(Stored data entries)
Start of Block

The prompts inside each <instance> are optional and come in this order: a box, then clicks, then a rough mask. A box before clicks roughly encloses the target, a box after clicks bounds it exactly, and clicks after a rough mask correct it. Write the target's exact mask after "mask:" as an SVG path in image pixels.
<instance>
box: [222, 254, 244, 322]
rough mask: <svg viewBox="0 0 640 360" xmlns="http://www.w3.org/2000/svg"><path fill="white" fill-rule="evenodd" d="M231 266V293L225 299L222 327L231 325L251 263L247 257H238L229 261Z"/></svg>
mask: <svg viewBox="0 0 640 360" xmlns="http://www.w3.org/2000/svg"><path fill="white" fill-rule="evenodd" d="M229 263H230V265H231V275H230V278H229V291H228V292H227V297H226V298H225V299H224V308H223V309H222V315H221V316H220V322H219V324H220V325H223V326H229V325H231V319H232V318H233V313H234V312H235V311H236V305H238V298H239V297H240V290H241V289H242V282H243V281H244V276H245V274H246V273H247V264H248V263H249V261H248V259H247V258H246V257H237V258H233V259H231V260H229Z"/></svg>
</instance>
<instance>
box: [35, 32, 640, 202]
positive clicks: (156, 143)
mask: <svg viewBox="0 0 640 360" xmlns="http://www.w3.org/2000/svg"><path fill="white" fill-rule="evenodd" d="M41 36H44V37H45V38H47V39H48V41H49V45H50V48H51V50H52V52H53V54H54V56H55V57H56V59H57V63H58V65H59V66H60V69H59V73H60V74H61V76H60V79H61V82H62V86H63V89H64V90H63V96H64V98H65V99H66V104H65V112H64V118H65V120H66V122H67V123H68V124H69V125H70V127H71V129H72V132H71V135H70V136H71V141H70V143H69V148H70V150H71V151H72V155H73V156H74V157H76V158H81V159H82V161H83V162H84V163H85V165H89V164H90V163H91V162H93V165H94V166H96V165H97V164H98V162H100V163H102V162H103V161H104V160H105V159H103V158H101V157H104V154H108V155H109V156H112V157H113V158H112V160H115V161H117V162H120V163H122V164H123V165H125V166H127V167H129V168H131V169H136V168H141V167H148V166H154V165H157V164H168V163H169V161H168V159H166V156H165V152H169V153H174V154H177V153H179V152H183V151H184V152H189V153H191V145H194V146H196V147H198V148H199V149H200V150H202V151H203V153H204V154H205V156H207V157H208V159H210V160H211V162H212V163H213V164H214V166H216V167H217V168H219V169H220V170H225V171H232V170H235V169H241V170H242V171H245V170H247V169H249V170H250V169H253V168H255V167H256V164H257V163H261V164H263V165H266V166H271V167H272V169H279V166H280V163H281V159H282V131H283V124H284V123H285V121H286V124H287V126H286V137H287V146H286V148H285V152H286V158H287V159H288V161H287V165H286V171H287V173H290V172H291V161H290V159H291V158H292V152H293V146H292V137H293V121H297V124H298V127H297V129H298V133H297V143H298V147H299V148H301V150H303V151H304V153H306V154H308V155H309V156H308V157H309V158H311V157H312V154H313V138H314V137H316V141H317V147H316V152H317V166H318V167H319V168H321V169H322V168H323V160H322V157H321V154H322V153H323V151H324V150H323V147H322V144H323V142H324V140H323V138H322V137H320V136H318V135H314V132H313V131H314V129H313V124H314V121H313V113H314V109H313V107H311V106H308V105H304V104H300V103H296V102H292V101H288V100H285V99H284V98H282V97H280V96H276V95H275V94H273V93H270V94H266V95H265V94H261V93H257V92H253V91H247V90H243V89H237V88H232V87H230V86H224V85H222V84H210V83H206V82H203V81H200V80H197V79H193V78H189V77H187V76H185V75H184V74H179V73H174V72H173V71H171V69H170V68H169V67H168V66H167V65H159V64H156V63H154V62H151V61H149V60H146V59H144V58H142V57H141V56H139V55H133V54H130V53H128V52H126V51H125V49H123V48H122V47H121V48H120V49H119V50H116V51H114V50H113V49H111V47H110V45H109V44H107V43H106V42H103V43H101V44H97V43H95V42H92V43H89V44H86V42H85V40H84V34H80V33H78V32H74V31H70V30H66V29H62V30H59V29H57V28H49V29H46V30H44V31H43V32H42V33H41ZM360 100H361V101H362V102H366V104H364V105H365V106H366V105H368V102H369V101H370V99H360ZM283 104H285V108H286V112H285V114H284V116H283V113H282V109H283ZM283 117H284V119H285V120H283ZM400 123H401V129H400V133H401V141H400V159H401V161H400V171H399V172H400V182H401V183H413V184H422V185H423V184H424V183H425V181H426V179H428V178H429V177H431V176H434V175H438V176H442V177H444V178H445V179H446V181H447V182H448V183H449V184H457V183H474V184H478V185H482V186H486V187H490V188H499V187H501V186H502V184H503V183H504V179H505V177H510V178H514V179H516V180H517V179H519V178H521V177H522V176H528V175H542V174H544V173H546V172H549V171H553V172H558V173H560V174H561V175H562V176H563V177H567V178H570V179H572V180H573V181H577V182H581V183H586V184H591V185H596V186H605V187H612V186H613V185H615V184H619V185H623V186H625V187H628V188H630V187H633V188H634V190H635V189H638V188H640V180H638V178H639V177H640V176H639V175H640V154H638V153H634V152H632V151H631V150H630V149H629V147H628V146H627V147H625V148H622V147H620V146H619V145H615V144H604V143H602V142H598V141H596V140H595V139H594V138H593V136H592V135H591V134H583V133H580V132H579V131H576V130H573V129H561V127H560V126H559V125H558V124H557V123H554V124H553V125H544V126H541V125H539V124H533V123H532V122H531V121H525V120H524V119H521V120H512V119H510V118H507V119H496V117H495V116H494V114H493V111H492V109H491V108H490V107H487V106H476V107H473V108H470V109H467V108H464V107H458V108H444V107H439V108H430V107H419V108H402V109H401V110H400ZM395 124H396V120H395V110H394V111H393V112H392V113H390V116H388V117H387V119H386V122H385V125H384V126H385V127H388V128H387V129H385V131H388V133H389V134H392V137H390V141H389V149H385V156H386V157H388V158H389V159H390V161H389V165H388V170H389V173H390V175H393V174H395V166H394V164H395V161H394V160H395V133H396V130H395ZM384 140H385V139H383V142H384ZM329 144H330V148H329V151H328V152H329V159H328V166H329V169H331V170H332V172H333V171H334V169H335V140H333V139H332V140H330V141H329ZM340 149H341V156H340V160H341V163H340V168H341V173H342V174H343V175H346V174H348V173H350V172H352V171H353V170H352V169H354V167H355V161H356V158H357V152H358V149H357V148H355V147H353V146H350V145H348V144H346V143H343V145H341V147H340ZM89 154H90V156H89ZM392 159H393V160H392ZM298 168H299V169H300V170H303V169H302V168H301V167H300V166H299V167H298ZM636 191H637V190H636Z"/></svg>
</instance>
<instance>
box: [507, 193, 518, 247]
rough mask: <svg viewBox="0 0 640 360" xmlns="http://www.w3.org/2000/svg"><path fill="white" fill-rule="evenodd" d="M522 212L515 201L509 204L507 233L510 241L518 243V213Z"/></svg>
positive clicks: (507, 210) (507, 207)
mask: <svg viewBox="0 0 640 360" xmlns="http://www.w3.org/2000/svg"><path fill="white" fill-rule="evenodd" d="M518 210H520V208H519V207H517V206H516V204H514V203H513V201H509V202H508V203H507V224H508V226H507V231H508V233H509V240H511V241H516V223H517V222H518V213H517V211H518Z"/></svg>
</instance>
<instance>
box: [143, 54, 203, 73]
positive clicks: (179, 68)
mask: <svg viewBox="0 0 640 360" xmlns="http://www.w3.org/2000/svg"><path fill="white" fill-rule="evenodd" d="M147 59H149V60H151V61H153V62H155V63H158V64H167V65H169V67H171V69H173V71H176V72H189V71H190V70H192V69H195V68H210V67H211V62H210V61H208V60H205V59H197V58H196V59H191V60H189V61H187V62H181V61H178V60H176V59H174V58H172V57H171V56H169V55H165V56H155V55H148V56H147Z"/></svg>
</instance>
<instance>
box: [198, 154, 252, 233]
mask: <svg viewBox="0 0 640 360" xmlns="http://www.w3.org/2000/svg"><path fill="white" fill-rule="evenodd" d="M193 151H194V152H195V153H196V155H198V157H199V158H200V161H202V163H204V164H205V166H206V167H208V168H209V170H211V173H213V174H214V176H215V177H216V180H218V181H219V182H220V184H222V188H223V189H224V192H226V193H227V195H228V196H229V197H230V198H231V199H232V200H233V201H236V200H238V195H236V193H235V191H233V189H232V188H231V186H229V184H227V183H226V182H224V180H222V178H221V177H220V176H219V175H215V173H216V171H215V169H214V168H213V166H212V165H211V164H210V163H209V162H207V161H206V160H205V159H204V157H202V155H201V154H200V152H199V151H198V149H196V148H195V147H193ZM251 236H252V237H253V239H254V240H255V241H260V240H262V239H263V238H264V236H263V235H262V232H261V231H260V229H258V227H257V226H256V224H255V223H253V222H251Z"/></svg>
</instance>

End of Block

◆ Written task:
Rename "rough mask" to "coarse mask" in the lines from the start of the rows through the line that contains "box: [222, 254, 244, 322]", and change nothing else. Give back only those lines.

◆ Written response:
The prompts inside each <instance> are optional and come in this order: a box, then clicks, then a coarse mask. A box before clicks roughly encloses the target, a box after clicks bounds it exactly, and clicks after a coarse mask correct it. Write the target's exact mask after "mask:" as an SVG path in image pixels.
<instance>
box: [222, 254, 244, 322]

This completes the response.